* Set problem *
Quote the full listing word for word.

* Exercise inputs *
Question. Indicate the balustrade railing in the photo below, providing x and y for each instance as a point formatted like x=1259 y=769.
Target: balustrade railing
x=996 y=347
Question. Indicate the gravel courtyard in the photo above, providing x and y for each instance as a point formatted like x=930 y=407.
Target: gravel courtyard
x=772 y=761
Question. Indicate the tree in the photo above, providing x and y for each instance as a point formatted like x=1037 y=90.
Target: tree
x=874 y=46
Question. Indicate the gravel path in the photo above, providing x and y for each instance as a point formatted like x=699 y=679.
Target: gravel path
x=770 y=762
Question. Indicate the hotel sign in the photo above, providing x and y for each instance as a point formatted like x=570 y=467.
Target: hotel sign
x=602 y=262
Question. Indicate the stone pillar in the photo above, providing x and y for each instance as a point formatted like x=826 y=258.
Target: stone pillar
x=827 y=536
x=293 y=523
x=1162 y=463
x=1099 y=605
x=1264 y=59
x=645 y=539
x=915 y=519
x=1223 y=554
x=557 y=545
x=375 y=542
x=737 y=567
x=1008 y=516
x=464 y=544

* Solution to the exercise *
Question. Indicate the balustrade railing in the photo below, providing x and y for each instance as a point formatted like x=1259 y=769.
Target: balustrade railing
x=996 y=347
Question. Indicate the gravel courtyard in the photo above, providing x and y for each instance as a point formatted like x=930 y=407.
Target: gravel courtyard
x=772 y=761
Question. Indicate the tree in the photo above, providing x and y for each instance as a point formatted like x=1037 y=90.
Target: tree
x=874 y=46
Question. Indicate the gravel path in the photo above, providing x and y for each instance as a point formatted like x=699 y=679.
Target: gravel path
x=770 y=762
Question. Indicate the hotel sign in the photo above, providing x and y for each instance as a point formatted like x=570 y=467.
Target: hotel sign
x=602 y=262
Question. Indicate the stone pillar in the photo above, providing x and y for each instance as a point formatted like x=826 y=258.
Target: stone pillar
x=827 y=536
x=293 y=523
x=1162 y=463
x=1099 y=605
x=1264 y=59
x=645 y=539
x=915 y=519
x=1223 y=554
x=557 y=545
x=375 y=542
x=737 y=567
x=1008 y=516
x=464 y=544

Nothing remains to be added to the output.